- Task to complete: Repeat the material exactly as it appears.

- Record list:
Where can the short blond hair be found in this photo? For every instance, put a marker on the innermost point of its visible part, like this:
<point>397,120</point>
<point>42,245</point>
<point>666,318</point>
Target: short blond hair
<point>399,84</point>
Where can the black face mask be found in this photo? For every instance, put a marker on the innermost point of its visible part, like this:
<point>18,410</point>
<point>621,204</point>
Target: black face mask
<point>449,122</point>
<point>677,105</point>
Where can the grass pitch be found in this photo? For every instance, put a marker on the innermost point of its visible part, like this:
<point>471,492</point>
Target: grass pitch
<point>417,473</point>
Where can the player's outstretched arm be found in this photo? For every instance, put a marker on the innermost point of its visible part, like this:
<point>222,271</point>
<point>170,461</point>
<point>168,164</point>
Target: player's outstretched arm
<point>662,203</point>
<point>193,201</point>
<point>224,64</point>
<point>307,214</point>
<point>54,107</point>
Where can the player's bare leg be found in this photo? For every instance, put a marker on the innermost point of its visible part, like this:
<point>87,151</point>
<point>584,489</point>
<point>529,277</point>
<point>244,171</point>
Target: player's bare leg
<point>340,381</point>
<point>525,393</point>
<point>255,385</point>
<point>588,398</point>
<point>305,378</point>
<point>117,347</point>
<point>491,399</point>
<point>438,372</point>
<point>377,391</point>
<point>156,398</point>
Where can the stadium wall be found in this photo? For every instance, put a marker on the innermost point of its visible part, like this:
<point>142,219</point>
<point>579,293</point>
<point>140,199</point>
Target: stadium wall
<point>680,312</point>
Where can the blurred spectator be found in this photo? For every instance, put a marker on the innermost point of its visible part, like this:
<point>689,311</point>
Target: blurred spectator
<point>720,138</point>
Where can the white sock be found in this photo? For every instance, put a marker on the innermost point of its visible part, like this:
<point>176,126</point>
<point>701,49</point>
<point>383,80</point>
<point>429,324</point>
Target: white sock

- Reply:
Where can the short blond hair be found in this photo? For every instance, put a marker on the innermost point of its visible part, like this:
<point>397,120</point>
<point>42,245</point>
<point>666,318</point>
Target: short blond hair
<point>399,84</point>
Where can the black face mask be found in this photo? For every instance, put a marker on the innermost point of its visible part, like this:
<point>18,410</point>
<point>621,204</point>
Target: black face mask
<point>449,122</point>
<point>677,105</point>
Where can the grass pitch be found in this photo? For every instance, put a marker on the innermost point of its visible part, like this:
<point>471,492</point>
Target: grass pitch
<point>417,473</point>
Where can the player's outstretched arm be found in this photo? For every instance, put a marker on the innermost point of its visible part, like this:
<point>222,271</point>
<point>170,461</point>
<point>168,164</point>
Target: player's outstretched arm
<point>662,203</point>
<point>193,201</point>
<point>224,64</point>
<point>307,214</point>
<point>54,107</point>
Where can the player's bare leg be found in this photo? For every instance, put a marker on the innermost point of its visible part, like this:
<point>87,151</point>
<point>584,489</point>
<point>529,277</point>
<point>244,171</point>
Target: player's bare leg
<point>340,381</point>
<point>525,393</point>
<point>255,385</point>
<point>588,398</point>
<point>305,378</point>
<point>117,347</point>
<point>491,399</point>
<point>438,372</point>
<point>377,391</point>
<point>156,398</point>
Where can the stadium wall be found in this photo? For every instance, put a marker on the innermost point of its visible part, like this:
<point>142,219</point>
<point>579,293</point>
<point>140,199</point>
Target: stadium wall
<point>680,312</point>
Where can the blurred spectator be found in this photo? For every instance, put a marker on the innermost point of its visible part, like this:
<point>689,311</point>
Target: blurred spectator
<point>720,138</point>
Where can the white sock be found in this photo? For every instance, put a marker on the innermost point of its visible part, like this:
<point>176,126</point>
<point>701,49</point>
<point>383,80</point>
<point>429,324</point>
Target: white sock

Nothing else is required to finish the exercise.